◆ EXERCISE DIRECTIONS ◆
Reproduce the listing below verbatim, line for line, and omit the pictures from your output.

**** SUPPLIED DATA

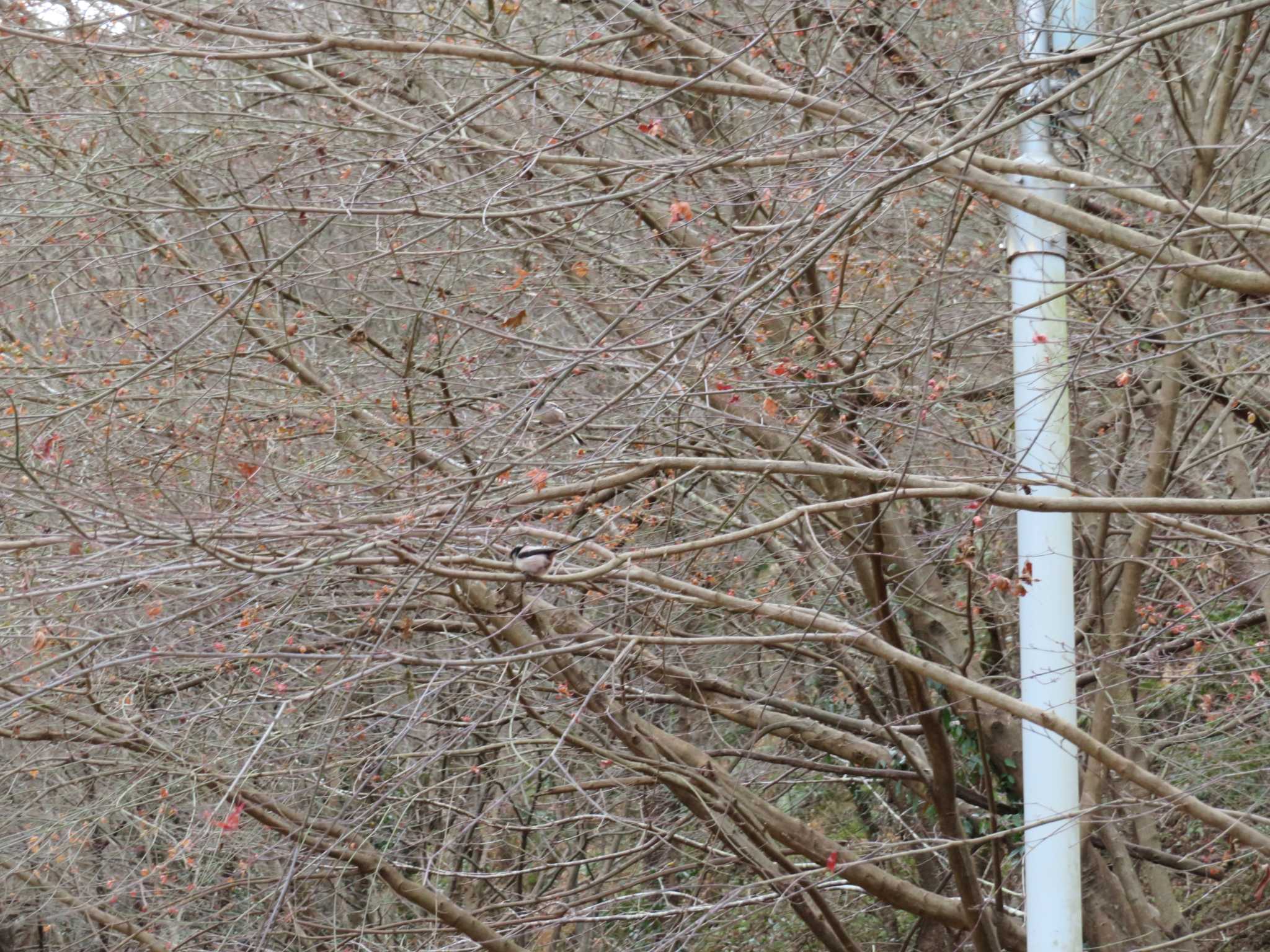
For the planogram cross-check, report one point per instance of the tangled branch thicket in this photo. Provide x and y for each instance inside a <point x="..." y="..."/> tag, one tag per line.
<point x="305" y="311"/>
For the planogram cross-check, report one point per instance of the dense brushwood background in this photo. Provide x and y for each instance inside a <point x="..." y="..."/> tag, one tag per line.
<point x="285" y="289"/>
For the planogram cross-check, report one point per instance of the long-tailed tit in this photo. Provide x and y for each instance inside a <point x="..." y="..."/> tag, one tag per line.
<point x="535" y="560"/>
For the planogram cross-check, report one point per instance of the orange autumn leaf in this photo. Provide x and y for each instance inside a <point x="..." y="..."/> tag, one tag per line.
<point x="681" y="211"/>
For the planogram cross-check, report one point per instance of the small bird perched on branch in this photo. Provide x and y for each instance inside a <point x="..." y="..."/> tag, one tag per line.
<point x="535" y="560"/>
<point x="551" y="415"/>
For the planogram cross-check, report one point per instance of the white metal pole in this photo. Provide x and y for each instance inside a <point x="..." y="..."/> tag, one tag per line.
<point x="1047" y="621"/>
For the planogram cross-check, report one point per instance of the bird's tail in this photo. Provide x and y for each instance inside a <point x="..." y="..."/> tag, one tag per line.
<point x="578" y="542"/>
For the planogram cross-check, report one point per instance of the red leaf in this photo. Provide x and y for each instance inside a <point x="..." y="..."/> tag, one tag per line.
<point x="231" y="819"/>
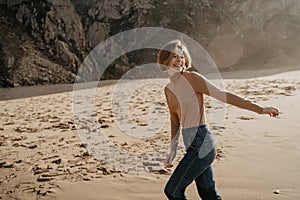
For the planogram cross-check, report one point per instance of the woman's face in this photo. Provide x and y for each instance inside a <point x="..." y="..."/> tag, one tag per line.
<point x="177" y="61"/>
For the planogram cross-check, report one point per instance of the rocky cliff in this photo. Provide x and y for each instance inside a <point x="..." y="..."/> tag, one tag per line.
<point x="46" y="41"/>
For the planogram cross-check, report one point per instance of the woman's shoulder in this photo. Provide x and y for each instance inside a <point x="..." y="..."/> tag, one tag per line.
<point x="192" y="74"/>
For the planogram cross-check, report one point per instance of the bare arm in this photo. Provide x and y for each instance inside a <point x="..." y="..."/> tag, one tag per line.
<point x="174" y="120"/>
<point x="204" y="86"/>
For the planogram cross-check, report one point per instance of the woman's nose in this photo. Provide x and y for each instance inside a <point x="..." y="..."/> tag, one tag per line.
<point x="178" y="58"/>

********

◆ SOLVED EXERCISE ◆
For the planogram cross-check, report one point per instance of the tangled branch thicket in this photo. Provide x and y for each instance inside a <point x="..." y="..."/> tag, one tag per line.
<point x="305" y="311"/>
For the planogram cross-check, report one point per instance of the dense brushwood background in this photo. Provide x and y for each instance inside a <point x="..." y="..."/> tag, one tag per line.
<point x="285" y="289"/>
For the planogram cross-check, report one point per instance of the long-tailed tit in this photo. Provide x and y for each instance inside a <point x="..." y="..."/> tag, one tag per line.
<point x="535" y="560"/>
For the planogram cross-check, report one point per instance of the orange autumn leaf in this photo. Provide x and y for each instance inside a <point x="..." y="..."/> tag, one tag per line.
<point x="681" y="211"/>
For the planogram cross-check, report one point per instance of the small bird perched on branch in this photo. Provide x and y for each instance inside a <point x="..." y="..."/> tag, one tag per line.
<point x="535" y="560"/>
<point x="551" y="415"/>
For the planogram cross-check, report one point per instance of the white metal pole in this photo. Provide x and y for each instance inside a <point x="..." y="..."/> tag, one tag per line.
<point x="1047" y="621"/>
For the planogram cross-check, report one point per instance of the bird's tail in this photo. Provide x and y for each instance inside a <point x="..." y="..."/> tag, one tag per line.
<point x="578" y="542"/>
For the planogram cross-check, report one point per instance of the red leaf in this photo. Provide x and y for each instance inside a <point x="..." y="..."/> tag, one tag per line.
<point x="231" y="819"/>
For the planogram cross-check, report one point per instance of the woman's face in this photo. Provide x and y for each instance inside a <point x="..." y="..."/> tag, one tag per line.
<point x="177" y="61"/>
For the planogram cross-check, report one point per instance of the rocky cliff in this photo. Provide x and y for each instance inside a <point x="..." y="..."/> tag, one tag per line.
<point x="46" y="41"/>
For the planogram cross-check, report one point per instance of the woman's shoulder in this photo. Provide x and y for each instance inside a <point x="..." y="..."/> tag, one tag per line.
<point x="192" y="74"/>
For the planogram cross-check, report one point per instance of the bare arm in this photo. Provide x and y for each instance inside a <point x="..." y="..."/> tag, one tag per line.
<point x="174" y="120"/>
<point x="204" y="86"/>
For the planogram cross-check, report one point per instance of the woman's nose in this photo. Provide x and y for each instance inside a <point x="..." y="..."/> tag, one tag per line.
<point x="178" y="58"/>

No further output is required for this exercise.